* **INSTRUCTION**: Gather every line of the listing below that contains the string "yellow", with case counting.

(Listing from a data source)
▶

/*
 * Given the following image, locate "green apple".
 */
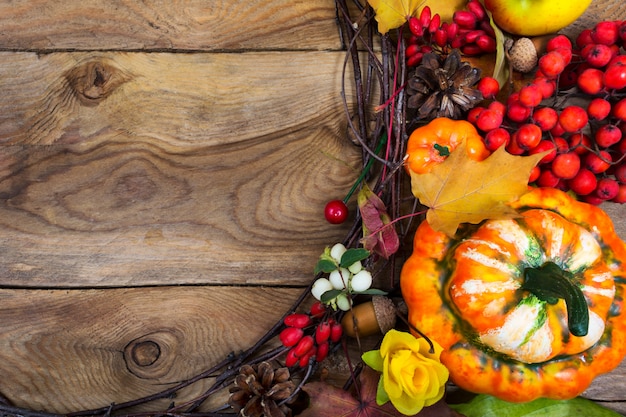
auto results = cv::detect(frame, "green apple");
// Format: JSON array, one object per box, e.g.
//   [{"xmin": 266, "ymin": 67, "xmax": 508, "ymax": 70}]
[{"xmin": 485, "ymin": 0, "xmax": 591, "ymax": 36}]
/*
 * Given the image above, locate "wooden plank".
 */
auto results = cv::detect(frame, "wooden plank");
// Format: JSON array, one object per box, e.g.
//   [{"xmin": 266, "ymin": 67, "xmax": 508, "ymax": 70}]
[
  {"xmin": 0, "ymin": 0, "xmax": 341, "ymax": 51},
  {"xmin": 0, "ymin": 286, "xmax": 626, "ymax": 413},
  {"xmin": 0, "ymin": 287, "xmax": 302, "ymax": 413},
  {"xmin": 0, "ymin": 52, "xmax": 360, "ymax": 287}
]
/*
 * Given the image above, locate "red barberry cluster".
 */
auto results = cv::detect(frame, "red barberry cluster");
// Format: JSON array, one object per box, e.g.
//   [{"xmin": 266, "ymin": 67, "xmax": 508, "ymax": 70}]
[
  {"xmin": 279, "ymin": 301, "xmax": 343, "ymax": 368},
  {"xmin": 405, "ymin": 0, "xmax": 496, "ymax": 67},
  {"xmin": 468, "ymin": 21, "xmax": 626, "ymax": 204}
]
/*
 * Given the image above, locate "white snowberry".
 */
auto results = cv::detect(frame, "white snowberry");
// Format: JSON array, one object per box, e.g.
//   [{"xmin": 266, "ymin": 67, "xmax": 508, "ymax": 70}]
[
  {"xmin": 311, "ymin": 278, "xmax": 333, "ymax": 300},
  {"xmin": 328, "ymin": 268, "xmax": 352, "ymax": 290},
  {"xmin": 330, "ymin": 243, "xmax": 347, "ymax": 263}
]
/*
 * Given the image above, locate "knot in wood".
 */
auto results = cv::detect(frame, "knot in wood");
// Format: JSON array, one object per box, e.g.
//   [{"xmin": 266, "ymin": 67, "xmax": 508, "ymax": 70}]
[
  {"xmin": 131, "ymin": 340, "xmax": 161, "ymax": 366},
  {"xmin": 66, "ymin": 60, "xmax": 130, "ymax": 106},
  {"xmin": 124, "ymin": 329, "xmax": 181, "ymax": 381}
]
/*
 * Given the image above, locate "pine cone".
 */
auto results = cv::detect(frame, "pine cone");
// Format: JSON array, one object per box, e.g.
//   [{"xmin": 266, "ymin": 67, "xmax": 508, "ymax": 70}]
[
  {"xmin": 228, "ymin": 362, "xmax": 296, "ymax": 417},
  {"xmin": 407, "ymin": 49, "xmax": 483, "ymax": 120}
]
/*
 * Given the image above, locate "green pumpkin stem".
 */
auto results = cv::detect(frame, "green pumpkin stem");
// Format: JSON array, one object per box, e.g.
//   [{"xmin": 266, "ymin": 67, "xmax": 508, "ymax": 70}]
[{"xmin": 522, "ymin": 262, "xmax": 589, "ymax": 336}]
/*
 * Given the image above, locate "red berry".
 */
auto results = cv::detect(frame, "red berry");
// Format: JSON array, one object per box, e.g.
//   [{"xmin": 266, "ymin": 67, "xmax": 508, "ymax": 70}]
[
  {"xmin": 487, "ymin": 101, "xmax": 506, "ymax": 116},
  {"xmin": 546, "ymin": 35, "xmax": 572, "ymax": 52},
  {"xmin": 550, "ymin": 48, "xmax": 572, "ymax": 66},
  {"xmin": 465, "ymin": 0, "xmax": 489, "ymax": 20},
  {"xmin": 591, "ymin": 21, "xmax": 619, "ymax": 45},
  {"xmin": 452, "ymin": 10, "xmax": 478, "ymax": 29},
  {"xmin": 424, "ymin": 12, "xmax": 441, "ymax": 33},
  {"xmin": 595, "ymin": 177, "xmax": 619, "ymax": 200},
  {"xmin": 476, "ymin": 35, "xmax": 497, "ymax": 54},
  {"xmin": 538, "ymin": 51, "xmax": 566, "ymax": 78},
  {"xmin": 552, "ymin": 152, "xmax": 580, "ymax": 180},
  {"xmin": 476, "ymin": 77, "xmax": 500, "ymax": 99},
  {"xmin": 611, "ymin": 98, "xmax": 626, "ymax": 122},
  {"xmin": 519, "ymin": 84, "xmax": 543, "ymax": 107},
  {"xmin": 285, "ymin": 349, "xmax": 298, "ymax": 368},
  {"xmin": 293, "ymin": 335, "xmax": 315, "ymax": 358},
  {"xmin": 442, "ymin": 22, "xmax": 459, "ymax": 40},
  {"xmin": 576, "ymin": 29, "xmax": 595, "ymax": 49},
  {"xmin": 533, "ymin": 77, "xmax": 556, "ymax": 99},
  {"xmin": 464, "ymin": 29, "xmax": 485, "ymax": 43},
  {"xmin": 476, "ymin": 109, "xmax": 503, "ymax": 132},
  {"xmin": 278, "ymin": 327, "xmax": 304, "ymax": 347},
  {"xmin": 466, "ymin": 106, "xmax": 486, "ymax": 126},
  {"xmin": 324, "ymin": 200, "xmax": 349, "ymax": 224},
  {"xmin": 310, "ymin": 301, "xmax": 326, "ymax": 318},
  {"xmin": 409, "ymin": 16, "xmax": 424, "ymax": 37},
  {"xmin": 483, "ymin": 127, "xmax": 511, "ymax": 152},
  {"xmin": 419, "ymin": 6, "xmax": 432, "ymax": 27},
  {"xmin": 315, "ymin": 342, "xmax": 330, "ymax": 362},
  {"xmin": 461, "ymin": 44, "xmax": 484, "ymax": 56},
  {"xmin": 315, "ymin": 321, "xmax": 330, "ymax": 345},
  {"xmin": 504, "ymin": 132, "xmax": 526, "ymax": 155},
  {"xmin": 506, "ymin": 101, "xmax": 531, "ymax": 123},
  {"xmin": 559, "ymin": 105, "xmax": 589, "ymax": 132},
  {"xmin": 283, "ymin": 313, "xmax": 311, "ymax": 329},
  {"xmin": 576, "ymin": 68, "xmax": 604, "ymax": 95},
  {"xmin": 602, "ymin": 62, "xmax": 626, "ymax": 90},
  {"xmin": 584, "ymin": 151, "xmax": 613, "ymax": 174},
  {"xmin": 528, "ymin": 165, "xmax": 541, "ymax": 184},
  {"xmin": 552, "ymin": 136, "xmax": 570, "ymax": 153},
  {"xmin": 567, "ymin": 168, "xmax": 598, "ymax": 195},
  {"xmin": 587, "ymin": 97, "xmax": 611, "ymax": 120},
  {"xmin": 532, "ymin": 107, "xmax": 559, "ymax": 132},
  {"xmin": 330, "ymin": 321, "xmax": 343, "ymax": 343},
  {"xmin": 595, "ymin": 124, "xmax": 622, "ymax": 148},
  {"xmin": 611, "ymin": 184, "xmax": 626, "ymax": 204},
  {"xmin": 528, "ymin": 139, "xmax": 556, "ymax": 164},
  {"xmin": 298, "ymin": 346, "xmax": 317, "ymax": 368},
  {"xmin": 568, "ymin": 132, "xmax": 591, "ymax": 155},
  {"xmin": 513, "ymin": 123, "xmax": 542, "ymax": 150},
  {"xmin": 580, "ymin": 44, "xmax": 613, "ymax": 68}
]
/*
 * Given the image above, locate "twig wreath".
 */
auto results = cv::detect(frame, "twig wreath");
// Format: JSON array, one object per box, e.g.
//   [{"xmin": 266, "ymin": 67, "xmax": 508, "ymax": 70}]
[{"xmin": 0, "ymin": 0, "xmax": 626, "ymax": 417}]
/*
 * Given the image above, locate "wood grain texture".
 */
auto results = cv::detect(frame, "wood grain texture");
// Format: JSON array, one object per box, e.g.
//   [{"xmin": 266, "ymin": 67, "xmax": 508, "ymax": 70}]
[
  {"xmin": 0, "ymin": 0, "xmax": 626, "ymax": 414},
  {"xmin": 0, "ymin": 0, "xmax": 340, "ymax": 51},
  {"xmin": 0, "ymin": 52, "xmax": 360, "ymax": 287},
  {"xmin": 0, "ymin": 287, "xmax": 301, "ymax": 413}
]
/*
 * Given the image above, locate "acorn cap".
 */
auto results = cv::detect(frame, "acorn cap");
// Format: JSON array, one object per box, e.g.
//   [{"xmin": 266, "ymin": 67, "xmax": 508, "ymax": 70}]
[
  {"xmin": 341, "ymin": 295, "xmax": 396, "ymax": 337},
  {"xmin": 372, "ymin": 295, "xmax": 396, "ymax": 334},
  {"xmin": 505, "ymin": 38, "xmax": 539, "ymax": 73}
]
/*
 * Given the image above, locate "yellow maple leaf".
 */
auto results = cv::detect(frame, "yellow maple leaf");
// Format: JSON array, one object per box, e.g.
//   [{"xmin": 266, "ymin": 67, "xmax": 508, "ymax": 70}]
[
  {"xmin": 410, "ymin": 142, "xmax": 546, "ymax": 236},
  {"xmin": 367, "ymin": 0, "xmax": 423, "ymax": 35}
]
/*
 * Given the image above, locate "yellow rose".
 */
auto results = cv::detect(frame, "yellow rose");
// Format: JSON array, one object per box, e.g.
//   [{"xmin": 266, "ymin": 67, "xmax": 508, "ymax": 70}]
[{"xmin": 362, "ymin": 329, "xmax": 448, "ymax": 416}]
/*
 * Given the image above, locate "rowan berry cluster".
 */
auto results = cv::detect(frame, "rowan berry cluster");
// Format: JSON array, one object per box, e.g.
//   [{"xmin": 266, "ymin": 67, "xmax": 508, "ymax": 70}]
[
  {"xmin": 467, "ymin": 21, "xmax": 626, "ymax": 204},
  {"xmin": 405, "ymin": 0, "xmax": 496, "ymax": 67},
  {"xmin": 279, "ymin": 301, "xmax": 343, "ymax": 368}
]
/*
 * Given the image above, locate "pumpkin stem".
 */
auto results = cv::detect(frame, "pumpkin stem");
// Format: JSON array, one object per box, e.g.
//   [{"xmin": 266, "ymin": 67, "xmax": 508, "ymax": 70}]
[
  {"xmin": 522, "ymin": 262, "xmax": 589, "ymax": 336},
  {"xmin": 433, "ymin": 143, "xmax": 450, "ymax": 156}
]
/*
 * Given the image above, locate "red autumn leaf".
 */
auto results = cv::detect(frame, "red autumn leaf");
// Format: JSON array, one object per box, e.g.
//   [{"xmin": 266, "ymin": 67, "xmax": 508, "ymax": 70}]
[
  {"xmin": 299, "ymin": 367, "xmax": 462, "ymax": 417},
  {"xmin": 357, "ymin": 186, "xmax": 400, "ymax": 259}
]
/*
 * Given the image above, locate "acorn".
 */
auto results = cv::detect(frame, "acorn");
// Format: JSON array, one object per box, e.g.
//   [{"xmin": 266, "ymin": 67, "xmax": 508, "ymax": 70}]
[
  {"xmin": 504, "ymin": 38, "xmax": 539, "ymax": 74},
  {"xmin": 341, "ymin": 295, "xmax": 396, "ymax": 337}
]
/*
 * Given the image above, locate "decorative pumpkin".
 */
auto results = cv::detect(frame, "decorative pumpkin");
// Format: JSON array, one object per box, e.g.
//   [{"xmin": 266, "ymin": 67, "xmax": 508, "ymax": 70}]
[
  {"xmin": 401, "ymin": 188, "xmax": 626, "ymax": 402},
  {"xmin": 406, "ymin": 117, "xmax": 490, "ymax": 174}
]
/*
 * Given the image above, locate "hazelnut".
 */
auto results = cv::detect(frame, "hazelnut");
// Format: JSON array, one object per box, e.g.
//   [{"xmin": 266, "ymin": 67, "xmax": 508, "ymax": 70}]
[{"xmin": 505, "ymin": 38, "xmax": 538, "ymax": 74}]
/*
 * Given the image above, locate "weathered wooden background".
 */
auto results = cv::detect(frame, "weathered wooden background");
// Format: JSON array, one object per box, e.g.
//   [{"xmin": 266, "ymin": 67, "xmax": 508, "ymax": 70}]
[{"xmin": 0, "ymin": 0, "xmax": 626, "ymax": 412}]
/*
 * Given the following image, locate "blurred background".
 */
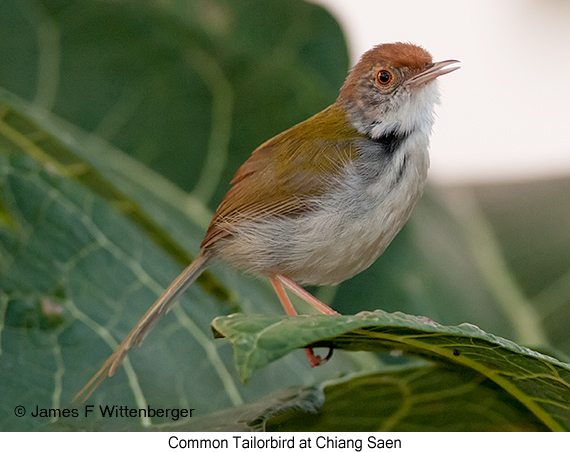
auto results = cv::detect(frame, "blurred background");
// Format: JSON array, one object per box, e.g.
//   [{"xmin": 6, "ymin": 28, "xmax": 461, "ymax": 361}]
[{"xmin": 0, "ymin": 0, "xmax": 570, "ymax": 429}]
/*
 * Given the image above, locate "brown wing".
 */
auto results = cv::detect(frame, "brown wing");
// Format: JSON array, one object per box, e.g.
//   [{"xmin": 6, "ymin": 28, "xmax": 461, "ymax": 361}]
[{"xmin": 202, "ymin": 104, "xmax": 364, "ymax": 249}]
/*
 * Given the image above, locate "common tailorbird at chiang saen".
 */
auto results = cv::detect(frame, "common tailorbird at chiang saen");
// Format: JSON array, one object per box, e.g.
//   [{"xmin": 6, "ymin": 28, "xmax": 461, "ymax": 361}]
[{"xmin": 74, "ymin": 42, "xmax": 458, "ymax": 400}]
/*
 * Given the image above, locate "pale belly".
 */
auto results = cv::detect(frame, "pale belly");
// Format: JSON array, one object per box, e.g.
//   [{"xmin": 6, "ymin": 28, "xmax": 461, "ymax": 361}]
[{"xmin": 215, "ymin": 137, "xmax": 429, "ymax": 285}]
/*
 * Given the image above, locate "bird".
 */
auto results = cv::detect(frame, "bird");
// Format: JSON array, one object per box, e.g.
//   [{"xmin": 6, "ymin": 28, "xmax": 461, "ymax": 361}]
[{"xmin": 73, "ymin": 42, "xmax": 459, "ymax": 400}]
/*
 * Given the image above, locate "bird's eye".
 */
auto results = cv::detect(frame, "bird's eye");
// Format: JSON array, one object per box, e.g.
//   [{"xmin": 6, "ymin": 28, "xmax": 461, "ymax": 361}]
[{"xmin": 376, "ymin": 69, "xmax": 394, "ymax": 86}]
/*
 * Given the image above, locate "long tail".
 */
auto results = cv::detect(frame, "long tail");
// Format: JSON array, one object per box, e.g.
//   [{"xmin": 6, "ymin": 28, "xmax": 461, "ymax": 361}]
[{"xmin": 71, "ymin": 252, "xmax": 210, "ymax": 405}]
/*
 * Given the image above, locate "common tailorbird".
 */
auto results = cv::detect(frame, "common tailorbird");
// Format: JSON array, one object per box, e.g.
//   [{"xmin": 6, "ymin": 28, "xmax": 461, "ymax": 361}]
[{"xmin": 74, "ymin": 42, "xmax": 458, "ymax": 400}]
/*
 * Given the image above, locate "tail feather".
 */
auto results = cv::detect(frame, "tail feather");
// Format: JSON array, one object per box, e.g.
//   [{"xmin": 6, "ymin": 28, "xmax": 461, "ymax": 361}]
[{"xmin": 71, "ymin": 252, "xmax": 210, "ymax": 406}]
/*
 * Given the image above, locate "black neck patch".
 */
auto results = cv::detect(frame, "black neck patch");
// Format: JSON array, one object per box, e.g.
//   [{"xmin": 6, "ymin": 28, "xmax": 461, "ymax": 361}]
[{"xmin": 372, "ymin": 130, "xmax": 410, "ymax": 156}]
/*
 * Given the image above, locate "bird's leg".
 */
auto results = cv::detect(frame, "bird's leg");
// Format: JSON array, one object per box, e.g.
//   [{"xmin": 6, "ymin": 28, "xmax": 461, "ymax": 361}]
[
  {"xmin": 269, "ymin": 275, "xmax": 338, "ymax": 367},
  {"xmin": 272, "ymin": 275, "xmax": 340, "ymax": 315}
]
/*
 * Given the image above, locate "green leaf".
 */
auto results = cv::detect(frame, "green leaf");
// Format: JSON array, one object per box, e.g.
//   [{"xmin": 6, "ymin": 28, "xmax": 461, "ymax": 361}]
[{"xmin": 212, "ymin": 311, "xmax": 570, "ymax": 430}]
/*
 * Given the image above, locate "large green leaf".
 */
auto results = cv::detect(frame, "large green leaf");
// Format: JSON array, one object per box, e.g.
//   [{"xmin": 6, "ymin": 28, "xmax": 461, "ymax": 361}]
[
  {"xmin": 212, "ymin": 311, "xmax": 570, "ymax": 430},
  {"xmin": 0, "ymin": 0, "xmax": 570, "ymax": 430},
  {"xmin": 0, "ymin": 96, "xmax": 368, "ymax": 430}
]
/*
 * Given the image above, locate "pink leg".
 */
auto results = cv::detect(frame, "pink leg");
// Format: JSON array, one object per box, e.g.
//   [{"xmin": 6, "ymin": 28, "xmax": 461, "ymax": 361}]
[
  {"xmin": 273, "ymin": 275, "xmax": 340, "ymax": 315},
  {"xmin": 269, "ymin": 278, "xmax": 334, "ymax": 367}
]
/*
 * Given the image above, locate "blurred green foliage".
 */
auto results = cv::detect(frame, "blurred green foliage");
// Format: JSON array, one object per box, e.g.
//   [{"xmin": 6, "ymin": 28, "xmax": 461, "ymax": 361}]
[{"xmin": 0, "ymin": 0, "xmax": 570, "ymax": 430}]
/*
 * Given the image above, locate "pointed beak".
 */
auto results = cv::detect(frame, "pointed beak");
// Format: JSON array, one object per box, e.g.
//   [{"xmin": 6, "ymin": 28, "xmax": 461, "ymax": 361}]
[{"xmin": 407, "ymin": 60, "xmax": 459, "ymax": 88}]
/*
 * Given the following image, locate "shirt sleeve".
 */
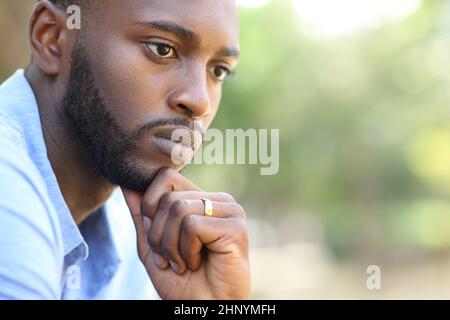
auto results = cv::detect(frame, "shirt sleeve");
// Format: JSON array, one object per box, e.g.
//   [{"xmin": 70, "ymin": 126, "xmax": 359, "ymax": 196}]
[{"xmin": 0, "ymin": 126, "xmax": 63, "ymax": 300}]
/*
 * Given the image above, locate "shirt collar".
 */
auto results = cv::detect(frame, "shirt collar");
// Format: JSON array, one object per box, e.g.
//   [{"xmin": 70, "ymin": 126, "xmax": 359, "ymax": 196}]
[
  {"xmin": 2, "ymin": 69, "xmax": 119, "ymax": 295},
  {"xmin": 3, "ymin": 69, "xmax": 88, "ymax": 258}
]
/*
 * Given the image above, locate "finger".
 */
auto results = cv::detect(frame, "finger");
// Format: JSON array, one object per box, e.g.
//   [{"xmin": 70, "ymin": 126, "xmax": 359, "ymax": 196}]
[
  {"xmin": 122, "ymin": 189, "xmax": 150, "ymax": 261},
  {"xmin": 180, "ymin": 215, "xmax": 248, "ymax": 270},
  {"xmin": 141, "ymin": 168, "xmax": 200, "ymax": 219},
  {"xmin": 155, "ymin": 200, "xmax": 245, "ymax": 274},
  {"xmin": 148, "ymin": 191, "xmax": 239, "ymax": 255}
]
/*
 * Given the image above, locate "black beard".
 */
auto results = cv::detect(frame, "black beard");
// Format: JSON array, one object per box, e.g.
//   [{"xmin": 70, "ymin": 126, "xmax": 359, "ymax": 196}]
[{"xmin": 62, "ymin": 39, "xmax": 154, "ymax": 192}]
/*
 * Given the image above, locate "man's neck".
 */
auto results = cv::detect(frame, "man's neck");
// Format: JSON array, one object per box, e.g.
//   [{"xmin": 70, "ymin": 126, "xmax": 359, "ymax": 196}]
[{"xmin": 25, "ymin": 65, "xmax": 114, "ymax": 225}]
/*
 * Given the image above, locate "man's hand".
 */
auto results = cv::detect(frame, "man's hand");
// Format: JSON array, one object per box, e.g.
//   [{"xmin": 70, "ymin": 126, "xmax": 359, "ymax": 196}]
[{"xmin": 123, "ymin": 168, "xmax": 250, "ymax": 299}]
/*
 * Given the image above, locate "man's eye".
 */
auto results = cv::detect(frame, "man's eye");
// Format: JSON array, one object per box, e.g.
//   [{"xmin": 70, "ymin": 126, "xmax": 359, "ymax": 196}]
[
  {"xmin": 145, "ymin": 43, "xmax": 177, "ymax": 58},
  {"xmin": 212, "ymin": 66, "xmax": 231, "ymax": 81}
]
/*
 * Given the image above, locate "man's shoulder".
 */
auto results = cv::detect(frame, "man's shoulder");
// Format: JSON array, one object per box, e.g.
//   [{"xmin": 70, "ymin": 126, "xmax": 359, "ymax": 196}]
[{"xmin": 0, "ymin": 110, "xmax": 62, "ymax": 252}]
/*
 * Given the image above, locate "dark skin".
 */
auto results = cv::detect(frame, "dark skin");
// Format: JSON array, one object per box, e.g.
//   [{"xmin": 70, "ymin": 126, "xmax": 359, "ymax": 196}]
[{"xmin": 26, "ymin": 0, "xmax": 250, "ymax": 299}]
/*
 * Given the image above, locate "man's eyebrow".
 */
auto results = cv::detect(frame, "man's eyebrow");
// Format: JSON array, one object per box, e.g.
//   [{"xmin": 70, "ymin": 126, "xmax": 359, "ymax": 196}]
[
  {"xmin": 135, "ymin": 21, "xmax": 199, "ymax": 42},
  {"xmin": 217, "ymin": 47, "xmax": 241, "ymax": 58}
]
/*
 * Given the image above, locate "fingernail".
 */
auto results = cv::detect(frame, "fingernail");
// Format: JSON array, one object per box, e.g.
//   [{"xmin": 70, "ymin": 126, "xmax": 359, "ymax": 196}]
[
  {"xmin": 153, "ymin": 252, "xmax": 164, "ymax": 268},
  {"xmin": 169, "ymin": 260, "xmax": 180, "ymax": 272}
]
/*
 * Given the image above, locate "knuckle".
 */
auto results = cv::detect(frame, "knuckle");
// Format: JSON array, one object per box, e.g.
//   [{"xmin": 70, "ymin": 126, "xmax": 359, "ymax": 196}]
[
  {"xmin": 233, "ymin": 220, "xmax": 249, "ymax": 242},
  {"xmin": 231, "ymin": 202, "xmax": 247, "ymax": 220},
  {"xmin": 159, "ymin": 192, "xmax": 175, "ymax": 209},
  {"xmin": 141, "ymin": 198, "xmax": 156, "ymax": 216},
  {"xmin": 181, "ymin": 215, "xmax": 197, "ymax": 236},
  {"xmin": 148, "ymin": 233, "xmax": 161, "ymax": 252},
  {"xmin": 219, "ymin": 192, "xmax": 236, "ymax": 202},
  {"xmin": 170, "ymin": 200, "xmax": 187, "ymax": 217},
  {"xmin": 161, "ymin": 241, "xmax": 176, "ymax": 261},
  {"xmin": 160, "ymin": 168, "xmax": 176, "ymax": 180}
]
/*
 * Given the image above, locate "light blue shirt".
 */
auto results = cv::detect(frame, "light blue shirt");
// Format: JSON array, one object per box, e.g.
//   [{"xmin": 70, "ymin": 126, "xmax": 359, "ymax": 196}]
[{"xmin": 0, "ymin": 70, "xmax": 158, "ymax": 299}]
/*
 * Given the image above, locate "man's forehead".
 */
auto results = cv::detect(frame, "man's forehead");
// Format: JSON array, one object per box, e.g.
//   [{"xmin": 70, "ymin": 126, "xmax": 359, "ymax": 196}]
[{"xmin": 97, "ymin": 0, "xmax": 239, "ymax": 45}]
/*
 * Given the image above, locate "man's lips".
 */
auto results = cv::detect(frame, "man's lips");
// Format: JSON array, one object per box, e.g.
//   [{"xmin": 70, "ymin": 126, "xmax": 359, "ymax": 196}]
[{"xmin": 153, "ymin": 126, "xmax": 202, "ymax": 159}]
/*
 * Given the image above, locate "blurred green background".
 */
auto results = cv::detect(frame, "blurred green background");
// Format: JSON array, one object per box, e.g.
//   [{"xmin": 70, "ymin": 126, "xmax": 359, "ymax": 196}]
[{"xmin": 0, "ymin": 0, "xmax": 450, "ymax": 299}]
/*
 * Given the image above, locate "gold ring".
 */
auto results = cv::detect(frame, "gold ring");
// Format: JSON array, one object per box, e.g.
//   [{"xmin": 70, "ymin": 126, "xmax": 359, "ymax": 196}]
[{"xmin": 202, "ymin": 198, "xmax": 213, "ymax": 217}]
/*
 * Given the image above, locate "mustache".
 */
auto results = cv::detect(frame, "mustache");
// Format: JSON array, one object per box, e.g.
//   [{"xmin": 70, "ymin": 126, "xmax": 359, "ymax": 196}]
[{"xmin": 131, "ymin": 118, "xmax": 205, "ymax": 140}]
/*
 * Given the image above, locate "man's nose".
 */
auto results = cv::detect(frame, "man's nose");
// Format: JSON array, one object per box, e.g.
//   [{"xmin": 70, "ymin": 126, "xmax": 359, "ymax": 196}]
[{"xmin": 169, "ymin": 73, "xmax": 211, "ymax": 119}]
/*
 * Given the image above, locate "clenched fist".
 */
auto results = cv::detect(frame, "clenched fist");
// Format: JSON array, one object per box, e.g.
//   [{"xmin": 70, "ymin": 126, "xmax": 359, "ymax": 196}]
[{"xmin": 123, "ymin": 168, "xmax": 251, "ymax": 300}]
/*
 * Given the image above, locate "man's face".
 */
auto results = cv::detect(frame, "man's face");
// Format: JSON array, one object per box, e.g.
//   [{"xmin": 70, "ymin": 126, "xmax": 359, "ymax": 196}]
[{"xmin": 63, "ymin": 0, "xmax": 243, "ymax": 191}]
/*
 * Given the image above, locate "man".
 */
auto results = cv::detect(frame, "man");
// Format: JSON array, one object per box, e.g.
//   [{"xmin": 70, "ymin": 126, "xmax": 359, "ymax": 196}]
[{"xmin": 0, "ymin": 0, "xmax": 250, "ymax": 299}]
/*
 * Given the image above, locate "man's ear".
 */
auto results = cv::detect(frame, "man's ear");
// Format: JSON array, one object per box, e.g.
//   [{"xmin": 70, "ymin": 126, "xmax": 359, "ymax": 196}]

◀

* **FULL ANSWER**:
 * Given the image above, locate "yellow maple leaf".
auto results = cv::detect(frame, "yellow maple leaf");
 * Given the image above, locate "yellow rose".
auto results = cv::detect(frame, "yellow rose");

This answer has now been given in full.